··· Brano estratto ···

Non ho saputo dirgli nulla di sensato, gli ho chiesto invece di lui, del suo lavoro di regista, e gli ho raccontato delle mie ricerche, di come va la famiglia. Poi ho pensato che avrei voluto dirgli questo.
Dovrei dire qualcosa, ma non riesco a organizzare un discorso anche solo abbozzato.
Era l’antropologo più famoso al mondo, in Italia forse l’unico antropologo famoso (a parte Augé divenuto di moda più come tuttologo, mi pare), comunque l’unico antropologo che faceva debolmente luccicare l’occhio dei giornalisti delle redazioni culturali. Per me ha significato l’antropologia tout court fino alla fine degli anni Ottanta, quando ho scoperto Geertz.
Per me ha significato l’effimera illusione che “formale” coincidesse con “scientifico”.
Per me è stato l’ultimo antropologo dell’Ottocento (sua definizione) a morire curiosamente nel Terzo Millennio.
Per me è stato la verginità intellettuale, la convinzione che si potesse studiare l’Altro senza farsene sostanzialmente intaccare, ma limitandosi ad osservarlo come un insetto in formalina.

···

Consegna: Prosegui la riflessione personale sull'antropologo scomparso, riprendendo subito dopo la sua ultima frase.

··· Dati forniti ···

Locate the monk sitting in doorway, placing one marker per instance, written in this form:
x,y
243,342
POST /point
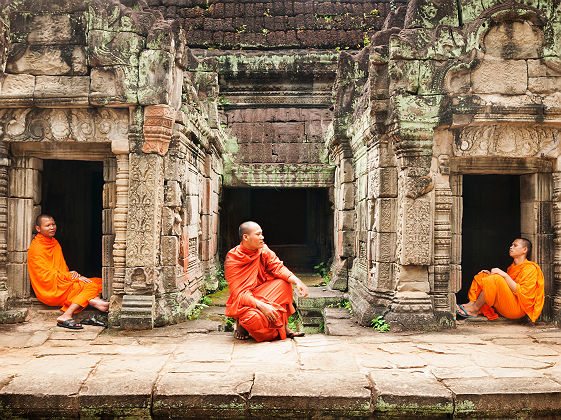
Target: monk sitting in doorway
x,y
260,288
54,284
518,292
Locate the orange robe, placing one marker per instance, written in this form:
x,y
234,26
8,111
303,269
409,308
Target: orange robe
x,y
258,274
527,300
50,278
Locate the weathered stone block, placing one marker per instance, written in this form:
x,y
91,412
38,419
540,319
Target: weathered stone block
x,y
385,214
107,222
25,183
115,84
20,227
172,197
500,76
155,77
170,250
108,48
69,89
18,280
47,60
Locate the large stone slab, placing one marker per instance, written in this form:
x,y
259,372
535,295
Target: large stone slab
x,y
310,394
201,395
112,391
47,387
505,397
410,393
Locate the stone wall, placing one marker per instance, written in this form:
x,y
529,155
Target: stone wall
x,y
276,24
471,89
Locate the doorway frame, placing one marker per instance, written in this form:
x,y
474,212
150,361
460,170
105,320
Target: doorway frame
x,y
536,211
24,199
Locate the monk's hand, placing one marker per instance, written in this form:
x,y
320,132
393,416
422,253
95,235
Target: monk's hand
x,y
269,311
301,289
84,279
498,271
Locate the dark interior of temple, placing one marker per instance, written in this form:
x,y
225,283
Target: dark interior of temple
x,y
72,193
296,222
491,221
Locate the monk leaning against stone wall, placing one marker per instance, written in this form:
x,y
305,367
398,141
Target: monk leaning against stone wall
x,y
54,284
518,292
260,288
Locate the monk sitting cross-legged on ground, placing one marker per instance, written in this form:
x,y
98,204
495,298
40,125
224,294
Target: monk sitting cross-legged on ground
x,y
53,283
518,292
260,288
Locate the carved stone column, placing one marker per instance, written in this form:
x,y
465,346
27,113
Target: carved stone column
x,y
557,246
146,198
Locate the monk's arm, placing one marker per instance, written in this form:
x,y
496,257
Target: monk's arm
x,y
511,283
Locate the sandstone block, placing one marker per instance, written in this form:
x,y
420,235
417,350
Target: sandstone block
x,y
18,86
20,214
47,60
25,183
500,76
54,89
115,84
107,48
155,77
170,250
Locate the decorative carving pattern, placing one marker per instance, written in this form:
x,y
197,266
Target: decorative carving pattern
x,y
145,208
84,125
271,175
417,231
557,240
507,140
442,247
158,127
120,224
4,163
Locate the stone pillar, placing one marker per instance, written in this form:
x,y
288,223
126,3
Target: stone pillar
x,y
4,165
146,197
557,246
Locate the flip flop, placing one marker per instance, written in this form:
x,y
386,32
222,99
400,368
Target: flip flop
x,y
70,324
93,321
463,314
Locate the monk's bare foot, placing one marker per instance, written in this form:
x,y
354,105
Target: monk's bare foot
x,y
99,304
467,309
240,333
292,334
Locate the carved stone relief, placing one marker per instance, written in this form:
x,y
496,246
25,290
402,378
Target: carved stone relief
x,y
83,125
507,140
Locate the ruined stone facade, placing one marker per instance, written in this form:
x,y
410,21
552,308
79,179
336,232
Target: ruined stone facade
x,y
385,105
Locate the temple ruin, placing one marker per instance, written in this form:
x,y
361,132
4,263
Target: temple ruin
x,y
404,142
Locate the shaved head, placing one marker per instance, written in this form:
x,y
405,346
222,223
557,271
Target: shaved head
x,y
39,219
528,245
247,228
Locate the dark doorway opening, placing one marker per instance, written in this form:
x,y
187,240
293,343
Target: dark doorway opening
x,y
491,220
297,222
72,192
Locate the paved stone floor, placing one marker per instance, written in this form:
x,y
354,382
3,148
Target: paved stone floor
x,y
192,370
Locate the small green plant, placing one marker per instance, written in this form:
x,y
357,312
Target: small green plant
x,y
379,324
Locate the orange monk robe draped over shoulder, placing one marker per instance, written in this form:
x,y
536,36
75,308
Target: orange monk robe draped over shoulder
x,y
50,278
258,274
528,299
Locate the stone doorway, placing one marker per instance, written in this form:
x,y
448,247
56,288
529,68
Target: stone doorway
x,y
491,220
297,222
72,193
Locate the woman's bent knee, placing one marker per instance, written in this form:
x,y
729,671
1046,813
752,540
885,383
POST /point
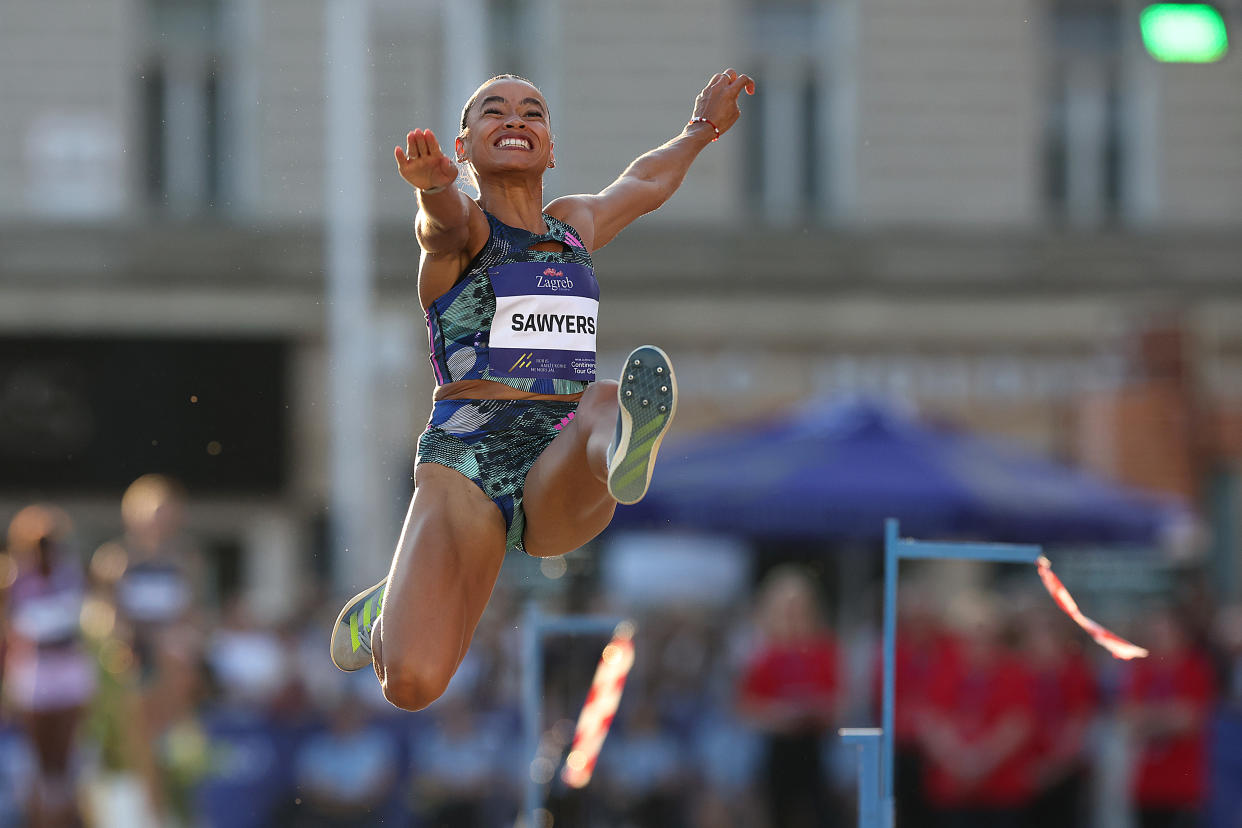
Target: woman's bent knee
x,y
412,687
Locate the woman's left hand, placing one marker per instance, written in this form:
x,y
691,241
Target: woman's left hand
x,y
718,101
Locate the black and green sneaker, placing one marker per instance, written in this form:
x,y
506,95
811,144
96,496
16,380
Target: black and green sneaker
x,y
352,633
648,400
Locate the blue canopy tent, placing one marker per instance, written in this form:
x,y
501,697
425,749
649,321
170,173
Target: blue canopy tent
x,y
836,471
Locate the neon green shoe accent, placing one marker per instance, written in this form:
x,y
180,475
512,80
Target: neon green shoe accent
x,y
646,430
641,458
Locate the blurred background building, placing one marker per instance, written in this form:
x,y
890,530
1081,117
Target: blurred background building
x,y
1005,214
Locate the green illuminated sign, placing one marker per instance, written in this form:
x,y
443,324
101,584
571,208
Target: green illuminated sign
x,y
1178,32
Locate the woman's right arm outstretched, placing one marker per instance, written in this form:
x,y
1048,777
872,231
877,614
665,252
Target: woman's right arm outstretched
x,y
450,226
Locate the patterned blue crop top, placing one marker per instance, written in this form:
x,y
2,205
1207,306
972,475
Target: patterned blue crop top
x,y
519,317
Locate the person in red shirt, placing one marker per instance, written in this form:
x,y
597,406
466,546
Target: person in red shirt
x,y
976,726
1066,700
922,646
1166,700
790,692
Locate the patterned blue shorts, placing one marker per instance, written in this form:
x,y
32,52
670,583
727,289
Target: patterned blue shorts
x,y
494,443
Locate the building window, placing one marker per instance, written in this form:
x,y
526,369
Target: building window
x,y
181,104
1084,147
788,135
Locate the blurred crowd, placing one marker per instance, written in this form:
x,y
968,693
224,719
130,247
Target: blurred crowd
x,y
132,698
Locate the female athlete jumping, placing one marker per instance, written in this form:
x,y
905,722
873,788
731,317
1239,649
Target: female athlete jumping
x,y
524,448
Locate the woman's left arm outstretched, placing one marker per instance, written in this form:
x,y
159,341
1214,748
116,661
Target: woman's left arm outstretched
x,y
652,178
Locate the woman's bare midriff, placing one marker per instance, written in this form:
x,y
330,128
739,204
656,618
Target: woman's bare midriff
x,y
489,390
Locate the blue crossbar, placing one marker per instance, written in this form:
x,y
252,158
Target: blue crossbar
x,y
535,627
896,548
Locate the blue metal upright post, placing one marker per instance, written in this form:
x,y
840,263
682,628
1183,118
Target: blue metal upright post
x,y
537,625
889,668
532,703
894,550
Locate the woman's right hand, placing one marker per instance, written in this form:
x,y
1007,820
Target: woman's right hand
x,y
422,163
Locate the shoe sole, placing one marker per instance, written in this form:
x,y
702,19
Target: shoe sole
x,y
348,652
641,427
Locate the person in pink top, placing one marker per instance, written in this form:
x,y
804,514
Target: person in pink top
x,y
976,728
49,677
1066,700
790,690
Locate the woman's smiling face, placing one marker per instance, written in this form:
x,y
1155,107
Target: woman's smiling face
x,y
507,128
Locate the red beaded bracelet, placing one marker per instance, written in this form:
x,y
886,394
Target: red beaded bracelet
x,y
701,119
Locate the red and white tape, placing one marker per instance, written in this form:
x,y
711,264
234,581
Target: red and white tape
x,y
1109,641
600,706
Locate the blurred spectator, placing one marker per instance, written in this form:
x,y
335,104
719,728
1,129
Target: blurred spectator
x,y
455,767
922,644
790,692
153,571
642,772
347,774
16,777
49,675
247,661
152,651
1166,702
976,728
1065,705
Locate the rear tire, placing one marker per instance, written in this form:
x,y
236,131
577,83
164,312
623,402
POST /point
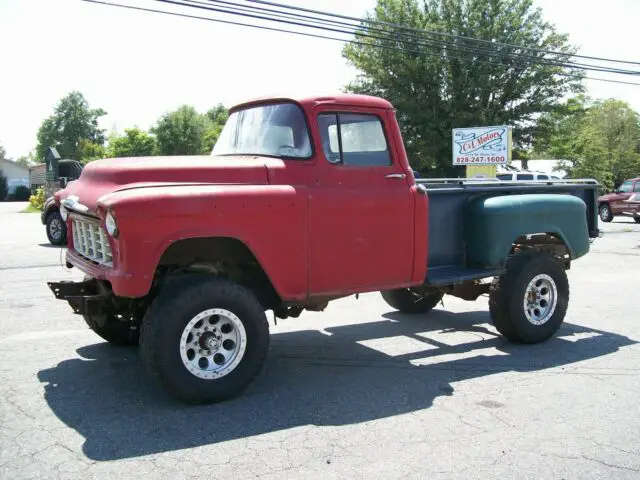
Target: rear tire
x,y
56,229
605,213
113,330
205,340
529,301
406,301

···

Svolgimento:
Ci ha illuso che l’antropologia potesse essere una disciplina “semplice” come l’intendeva lui, fatta di prescrizioni operative, di cose da scegliere e combinare. Ci ha illuso che la conoscenza fosse un esercizio solitario, e non un processo relazionale.
Uno dei cervelli più acuminati del Novecento, terrorizzato dal lavoro che avrebbe dovuto fare, direi. Di lui ricordo un ricordo di un amico francese, che nei primi anni Novanta ancora lo vedeva zoppicare nella biblioteca dell’Ecole. Ricordo il ricordo di Sperber, che non frequentò i suoi corsi per protesta, per poi pentirsene. E allora ricordo il ricordo/citazione di Clifford, mi pare da New York pre e post-figurativa: l’indiano con le penne in testa e la penna Parker per prendere appunti nella biblioteca di New York durante la seconda guerra mondiale, che lui, collezionista di stampe di ritratti di pellirosse, aveva frainteso come una sopravvivenza di un passato in via di sparizione, mentre era il vivissimo prodromo di un mondo meticcio di là da venire ma di cui, se avesse avuto un po’ meno paura dei suoi oggetti di studio, avrebbe dovuto cogliere i vagiti.
Per tutti, è stato il punto fermo delle nostre critiche degli ultimi trent’anni. Non siamo post-strutturalisti, siamo post-lévistraussiani, perché è sostanzialmente contro di lui che abbiamo scritto, almeno dal 1986 in avanti.
Io ero stregato dalle strutture, dall’operatore totemico che sembrava un diamante, e poi ho letto “Il cristallo e la fiamma” di Calvino, e assieme alla lettura di Geertz quel diamante mi si è sbriciolato in mano.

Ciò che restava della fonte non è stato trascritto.